**The request:**
The data below is to be returned in full and exactly.

- - - - - - -

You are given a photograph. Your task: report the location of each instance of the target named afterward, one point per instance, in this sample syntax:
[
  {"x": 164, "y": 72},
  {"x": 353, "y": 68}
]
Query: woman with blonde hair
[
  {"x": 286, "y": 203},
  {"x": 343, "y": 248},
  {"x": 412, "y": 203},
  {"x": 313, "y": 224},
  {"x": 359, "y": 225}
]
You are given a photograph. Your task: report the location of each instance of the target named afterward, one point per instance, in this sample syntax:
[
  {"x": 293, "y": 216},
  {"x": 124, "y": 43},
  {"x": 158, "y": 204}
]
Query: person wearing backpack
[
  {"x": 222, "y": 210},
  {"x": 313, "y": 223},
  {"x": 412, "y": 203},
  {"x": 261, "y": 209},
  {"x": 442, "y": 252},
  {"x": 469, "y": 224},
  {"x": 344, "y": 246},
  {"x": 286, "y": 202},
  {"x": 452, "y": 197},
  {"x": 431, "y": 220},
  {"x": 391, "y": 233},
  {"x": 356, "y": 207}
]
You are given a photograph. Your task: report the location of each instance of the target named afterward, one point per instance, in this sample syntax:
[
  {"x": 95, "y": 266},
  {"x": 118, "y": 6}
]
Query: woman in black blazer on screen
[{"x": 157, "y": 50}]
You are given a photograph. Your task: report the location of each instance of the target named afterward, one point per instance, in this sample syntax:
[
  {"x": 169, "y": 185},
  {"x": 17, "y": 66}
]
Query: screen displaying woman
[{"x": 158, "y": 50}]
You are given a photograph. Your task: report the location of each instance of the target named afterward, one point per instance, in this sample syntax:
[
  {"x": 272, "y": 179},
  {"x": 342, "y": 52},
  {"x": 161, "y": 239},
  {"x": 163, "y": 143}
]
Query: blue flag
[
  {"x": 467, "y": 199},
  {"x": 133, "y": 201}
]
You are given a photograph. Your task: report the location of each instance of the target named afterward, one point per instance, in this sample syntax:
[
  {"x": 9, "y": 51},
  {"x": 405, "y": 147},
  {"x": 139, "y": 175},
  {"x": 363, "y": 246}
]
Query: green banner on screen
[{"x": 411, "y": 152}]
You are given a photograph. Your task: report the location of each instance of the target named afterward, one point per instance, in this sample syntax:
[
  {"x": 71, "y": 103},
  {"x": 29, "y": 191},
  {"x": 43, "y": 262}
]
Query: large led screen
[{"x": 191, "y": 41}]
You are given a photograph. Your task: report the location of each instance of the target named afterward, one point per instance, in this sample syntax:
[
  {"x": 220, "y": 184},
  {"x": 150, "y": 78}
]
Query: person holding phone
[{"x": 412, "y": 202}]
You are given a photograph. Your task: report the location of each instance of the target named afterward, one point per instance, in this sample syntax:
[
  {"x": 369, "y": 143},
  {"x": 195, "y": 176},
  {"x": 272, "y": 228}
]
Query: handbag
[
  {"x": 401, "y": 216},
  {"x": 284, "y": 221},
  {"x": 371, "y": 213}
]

- - - - - - -

**Exercise result:**
You are given a photograph. Your task: report the location of each instance of the target named afterward, one point per instance, in this sample syntax:
[
  {"x": 164, "y": 72},
  {"x": 353, "y": 68}
]
Query: woman with blonde hair
[
  {"x": 286, "y": 203},
  {"x": 343, "y": 248},
  {"x": 412, "y": 203},
  {"x": 313, "y": 224},
  {"x": 359, "y": 225}
]
You are given a photograph. Your task: report the location of each instance of the target named afterward, one point per instance, in this sample syntax:
[
  {"x": 293, "y": 216},
  {"x": 124, "y": 43},
  {"x": 158, "y": 204}
]
Query: person wearing backpack
[
  {"x": 222, "y": 210},
  {"x": 313, "y": 223},
  {"x": 412, "y": 203},
  {"x": 261, "y": 209},
  {"x": 442, "y": 252},
  {"x": 469, "y": 224},
  {"x": 344, "y": 246},
  {"x": 286, "y": 202},
  {"x": 452, "y": 197},
  {"x": 431, "y": 220},
  {"x": 391, "y": 233},
  {"x": 356, "y": 207}
]
You are given a photograph. Your task: report the location of each instance of the target named afterward, one point per instance, in this sample syntax:
[
  {"x": 95, "y": 266},
  {"x": 118, "y": 6}
]
Query: woman in black blazer on screen
[{"x": 157, "y": 50}]
You are given a photograph. Your task: report the location of each instance of the target named afterward, one point per instance, in this sample syntax:
[
  {"x": 169, "y": 185},
  {"x": 17, "y": 66}
]
Query: screen displaying woman
[{"x": 158, "y": 50}]
You are given a photograph. Your task: report the location of each instance of the target named afterward, one point per instance, in this sample syntax:
[
  {"x": 272, "y": 179},
  {"x": 342, "y": 52},
  {"x": 161, "y": 239},
  {"x": 163, "y": 143}
]
Query: blue flag
[
  {"x": 467, "y": 199},
  {"x": 133, "y": 201}
]
You are given a photograph. Your task: report the location of each instance of the target named afterward, one point per instance, in this sample syntax:
[
  {"x": 9, "y": 51},
  {"x": 405, "y": 147},
  {"x": 139, "y": 175},
  {"x": 363, "y": 246}
]
Query: green banner on screen
[{"x": 411, "y": 152}]
You are given a photograph. Your task: report the location of each instance of the target named afterward, one point per instance, in this sample syntax:
[
  {"x": 71, "y": 103},
  {"x": 29, "y": 191},
  {"x": 43, "y": 262}
]
Query: large led screen
[{"x": 191, "y": 41}]
You are given a photograph. Your task: report the location of each instance of the target named afterward, one point per instance, in this sample syntax:
[
  {"x": 220, "y": 184},
  {"x": 150, "y": 78}
]
Query: person holding phone
[{"x": 412, "y": 202}]
You are given a photograph. Your task: report the location of each instance of the target named afterward, one point per instance, in this sample syntax:
[
  {"x": 369, "y": 143},
  {"x": 195, "y": 176},
  {"x": 272, "y": 228}
]
Query: handbag
[
  {"x": 401, "y": 216},
  {"x": 284, "y": 221},
  {"x": 371, "y": 213}
]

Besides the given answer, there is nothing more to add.